* [TESTO DA LEGGERE]
========

I vicepremier Luigi Di Maio (S) e Matteo Salvini (D) durante le comunicazioni del presidente del Consiglio Giuseppe Conte (C) nell'Aula della Camera in vista del consiglio europeo, Roma, 27 giugno 2018. ANSA/ALESSANDRO DI MEO

Conte messo all’angolo dai suoi vice

Conte  il 18 settembre andrà a Salisburgo a discutere di immigrazione con gli altri capi di governo europei.

Una certa narrazione  lo descrive come un vaso di terracotta soverchiato dai due vicepremier, fino al punto da finire ai margini della scena internazionale, come è successo martedì quando Salvini,   incontrando Orbán,  ha dirottato su di sé i riflettori che avrebbero dovuto illuminare il summit di Conte con il collega ceco Babis, uscito al contrario dai radar.

Il presidente del Consiglio svolge un ruolo importante nello stemperare tensioni che formano un elenco corposo di mine vaganti. C’è la nazionalizzazione delle autostrade invocata dai 5 Stelle e combattuta dai leghisti. Ci sono le pensioni d’oro: ‘Il tetto dei 4mila euro è la pietra angolare’, assicura il M5S mentre Salvini prende tempo, dice che si atterrà al contratto di governo e comunque esaminerà la questione con i responsabili economici di Camera e Senato del Carroccio martedì, convocata per parlare di manovra.  E poi le frizioni sulle grande opere, la parità scolastica o i vaccini, per citarne alcune.

‘Sulle pensioni rispetteremo il contratto di governo’, dice il ministro dell’Interno in diretta Facebook: ‘Ho convocato per martedì prossimo una riunione per la prossima manovra, come segretario di partito. Intanto stiamo raccogliendo i dati’.

========

* [DATI IN INGRESSO]
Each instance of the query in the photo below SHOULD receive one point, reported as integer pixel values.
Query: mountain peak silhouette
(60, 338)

========

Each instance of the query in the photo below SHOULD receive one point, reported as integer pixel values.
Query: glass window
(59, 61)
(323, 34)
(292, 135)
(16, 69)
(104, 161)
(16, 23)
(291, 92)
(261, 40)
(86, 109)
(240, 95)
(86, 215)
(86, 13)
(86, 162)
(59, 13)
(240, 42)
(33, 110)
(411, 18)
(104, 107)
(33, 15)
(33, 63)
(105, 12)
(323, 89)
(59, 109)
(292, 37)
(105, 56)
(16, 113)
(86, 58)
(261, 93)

========

* [COSA FARE]
Per favore, riporta senza alcuna modifica il passo dell'articolo su Conte che si apre con le parole contenenti "I vicepremier Luigi" e si chiude con "di governo europei.".

* [COMPITO SVOLTO]
I vicepremier Luigi Di Maio (S) e Matteo Salvini (D) durante le comunicazioni del presidente del Consiglio Giuseppe Conte (C) nell'Aula della Camera in vista del consiglio europeo, Roma, 27 giugno 2018. ANSA/ALESSANDRO DI MEO

Conte messo all’angolo dai suoi vice

Conte  il 18 settembre andrà a Salisburgo a discutere di immigrazione con gli altri capi di governo europei.